- DIRECTIONS:
Format every row below as a numbered list and drop any blank lines.

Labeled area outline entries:
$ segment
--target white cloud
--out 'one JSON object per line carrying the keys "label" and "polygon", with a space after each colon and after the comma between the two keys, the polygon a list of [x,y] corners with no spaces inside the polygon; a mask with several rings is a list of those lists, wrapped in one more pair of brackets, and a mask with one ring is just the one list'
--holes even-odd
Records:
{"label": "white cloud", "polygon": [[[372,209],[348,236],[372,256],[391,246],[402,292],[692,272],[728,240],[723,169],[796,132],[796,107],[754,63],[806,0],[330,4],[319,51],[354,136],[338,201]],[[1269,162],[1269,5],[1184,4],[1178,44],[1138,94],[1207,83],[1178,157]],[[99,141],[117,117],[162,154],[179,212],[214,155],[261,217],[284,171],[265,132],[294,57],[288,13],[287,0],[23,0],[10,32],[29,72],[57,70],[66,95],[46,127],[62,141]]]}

- FULL ANSWER:
1. $ segment
2. --target white cloud
3. --out 'one JSON object per line carrying the keys "label" and "polygon", with a space after each colon and after the comma between the two keys, the polygon a list of [x,y] corners with no spaces inside the polygon; a mask with several rings is a list of those lists, wrapped in one more pair of brackets, and a mask with one ring is just the one list'
4. --holes even-odd
5. Records:
6. {"label": "white cloud", "polygon": [[[372,209],[348,236],[372,256],[391,246],[402,292],[692,272],[728,240],[723,169],[796,132],[796,107],[754,63],[806,0],[330,4],[319,51],[354,136],[338,201]],[[1269,162],[1269,5],[1184,4],[1178,44],[1138,94],[1207,83],[1178,157]],[[99,141],[117,117],[162,154],[179,212],[214,155],[261,217],[284,171],[265,132],[294,57],[288,13],[287,0],[23,0],[10,32],[29,72],[57,70],[66,95],[46,127],[62,141]]]}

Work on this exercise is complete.